Exercício curto 1
Com base no texto fornecido, explique em uma a três frases por que razão o primeiro-ministro espanhol defendeu a redução do IVA.
Exercício curto 2
Responda às seguintes perguntas sobre o texto fornecido.
(a) Segundo o texto, de que valor para que valor reduziu Espanha o IVA no anúncio referido?
(b) Há um ano, de quanto para quanto tinha Espanha baixado a taxa geral?
(c) Como se chama a primeira-ministra francesa mencionada?

E Portugal não é a única nação afetada e vários países têm vindo a multiplicar medidas para atenuar este impacto. O primeiro país a dar o tiro de partida foi Espanha ao anunciar a redução do IVA de 10 para 5%, um ano depois de ter baixado a taxa geral de 21% para 10%. “Vamos desta forma proteger as famílias”, disse, na altura, o primeiro-ministro espanhol, defendendo que “a origem da inflação em Espanha, na Europa e no mundo é uma guerra às portas da Europa”.
Agora foi a vez de França garantir que o Governo irá amortecer o aumento do preço da energia para os consumidores. A primeira-ministra francesa, Elisabeth Borne, garantiu que não vão deixar que os preços da energia subam rapidamente para os consumidores e que serão tomadas medidas “para acompanhar os mais desfavorecidos”.

Dados registados
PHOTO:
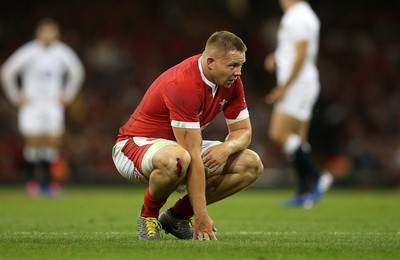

Resolução completa 1
O primeiro-ministro espanhol afirmou que a redução do IVA serviria para proteger as famílias. Defendeu ainda que a origem da inflação em Espanha, na Europa e no mundo é uma guerra às portas da Europa.

Resolução completa 2
(a) De 10% para 5%.
(b) De 21% para 10%.
(c) Elisabeth Borne.